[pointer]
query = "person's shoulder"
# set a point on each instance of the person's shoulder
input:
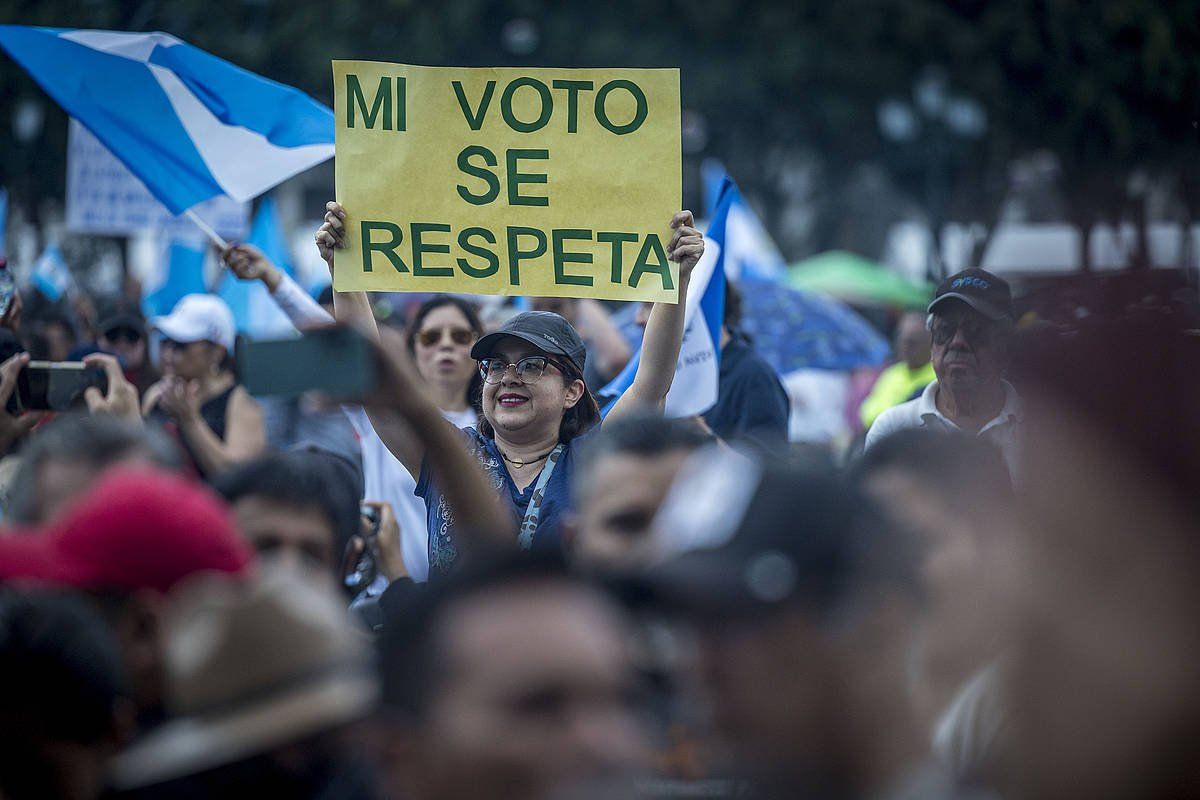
(243, 398)
(905, 415)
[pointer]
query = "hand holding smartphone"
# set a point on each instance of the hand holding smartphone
(337, 361)
(57, 385)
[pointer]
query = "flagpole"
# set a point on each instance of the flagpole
(214, 236)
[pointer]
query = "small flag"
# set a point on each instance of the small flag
(749, 248)
(183, 274)
(253, 310)
(190, 125)
(52, 276)
(4, 215)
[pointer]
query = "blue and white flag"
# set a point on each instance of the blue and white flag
(697, 372)
(750, 251)
(253, 310)
(190, 125)
(4, 215)
(52, 276)
(181, 274)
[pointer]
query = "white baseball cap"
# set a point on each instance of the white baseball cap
(198, 318)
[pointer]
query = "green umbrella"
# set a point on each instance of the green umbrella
(858, 281)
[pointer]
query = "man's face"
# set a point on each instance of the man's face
(64, 479)
(534, 696)
(623, 494)
(298, 535)
(127, 343)
(967, 350)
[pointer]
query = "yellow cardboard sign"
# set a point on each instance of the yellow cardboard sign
(509, 181)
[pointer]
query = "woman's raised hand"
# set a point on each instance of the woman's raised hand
(687, 244)
(331, 234)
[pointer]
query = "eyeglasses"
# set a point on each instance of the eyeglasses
(975, 331)
(431, 336)
(172, 343)
(528, 370)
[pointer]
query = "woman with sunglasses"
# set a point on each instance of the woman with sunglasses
(535, 404)
(199, 398)
(438, 341)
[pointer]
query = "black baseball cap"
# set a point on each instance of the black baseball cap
(981, 289)
(796, 537)
(545, 330)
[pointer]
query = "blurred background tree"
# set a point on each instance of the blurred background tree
(837, 119)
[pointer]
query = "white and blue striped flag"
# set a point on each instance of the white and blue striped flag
(52, 276)
(191, 126)
(4, 215)
(697, 372)
(253, 310)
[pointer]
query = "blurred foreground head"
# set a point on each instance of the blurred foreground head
(66, 456)
(63, 697)
(953, 492)
(804, 603)
(263, 679)
(510, 681)
(126, 542)
(1103, 690)
(300, 506)
(622, 479)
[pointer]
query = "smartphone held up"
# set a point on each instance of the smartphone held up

Job → Copy out the entries verbatim and leave the images out.

Solution →
[pointer]
query = "person's shoulder"
# set a point on each instance of the person's shoulder
input:
(243, 398)
(905, 415)
[pointer]
query = "hand holding smartphone"
# set a point on each instance of the hand holding smartphone
(337, 361)
(57, 385)
[pointer]
query = "flagpole"
# set a point on each instance of the flagpole
(214, 236)
[pointer]
query = "small flag"
# set a point on each instance of the small flag
(749, 248)
(183, 274)
(253, 310)
(190, 125)
(52, 276)
(4, 215)
[pointer]
query = "blue and white flag"
# set a point on each instance of the blue and white flag
(697, 372)
(750, 251)
(253, 310)
(190, 125)
(4, 215)
(52, 276)
(181, 274)
[pointer]
query = "white baseball cap"
# set a point on each instance of the white baseball cap
(198, 318)
[pointer]
query = "green umbrella"
# set a point on each instance of the green umbrella
(858, 281)
[pointer]
query = "man's face"
# set a point on each instance of the man's face
(64, 479)
(534, 696)
(623, 494)
(298, 535)
(127, 343)
(967, 350)
[pointer]
query = "yellow cardboard sign"
# set a point on each instance of the yellow cardboard sign
(509, 181)
[pointer]
query = "woman's raised hand"
# set a point on each instance of the woman's raised hand
(687, 244)
(331, 234)
[pointer]
query = "eyeglasses"
# set a point on each instance of the eyeglasses
(975, 331)
(431, 336)
(172, 343)
(528, 370)
[pointer]
query = "woman with sunglasses"
# set a point on each instance of the woman with sunglasses
(535, 404)
(199, 398)
(438, 341)
[pointer]
query = "black baseball cap"
# set a point on each instance of the black baseball cap
(981, 289)
(796, 537)
(545, 330)
[pointer]
query = "blurred background tree"
# set a point on each instance of the blurred background tree
(837, 119)
[pointer]
query = "white and blue striped flag"
# set a point on each instance of the white and blue striped flag
(52, 276)
(191, 126)
(4, 215)
(697, 372)
(253, 310)
[pointer]
query = "blurred foreground head"
# set a point on each instance of the blurred foreground head
(66, 456)
(63, 697)
(953, 492)
(804, 603)
(263, 679)
(510, 681)
(126, 542)
(1103, 690)
(300, 506)
(622, 479)
[pointer]
query = "smartphone held up"
# set a point on each instance of the smartphone held up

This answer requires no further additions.